• [TASK DETAILS]: Copy every line of the records below with the wording unchanged, but multiply each point coordinate by 2.3 and round it to a whole number, with halves rounding up. Leave the pictures out.

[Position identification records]
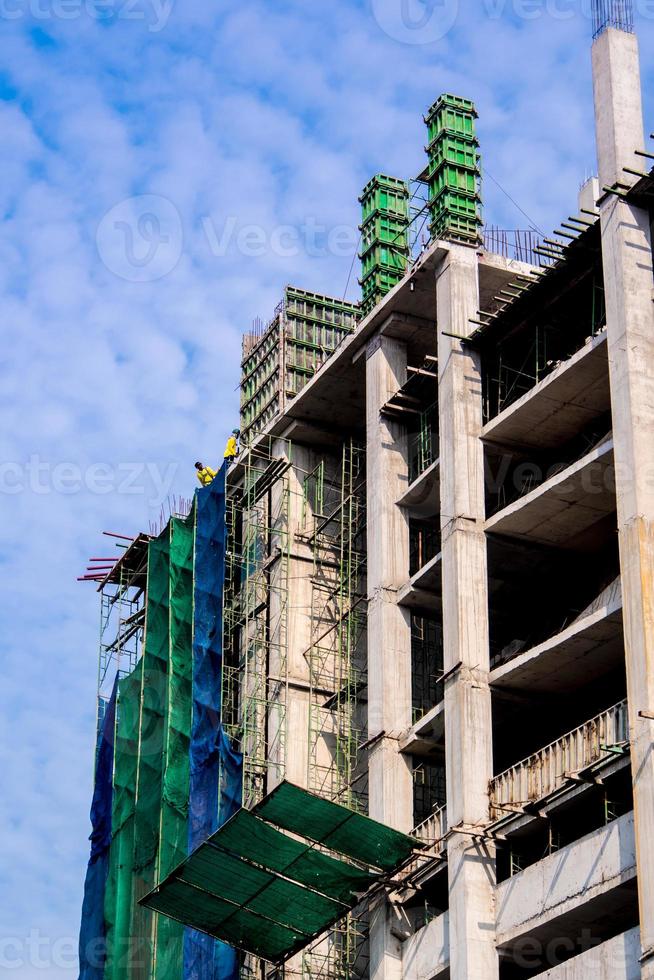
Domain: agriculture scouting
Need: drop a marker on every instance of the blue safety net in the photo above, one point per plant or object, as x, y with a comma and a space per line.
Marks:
216, 769
92, 936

• [EXERCISE RESULT]:
Domain: agriculture scouting
Need: drop a marker on every instance of the blue safety net in the photo above, one point per plant or object, as x, y with a comma and a space per line.
Marks:
497, 1769
212, 2153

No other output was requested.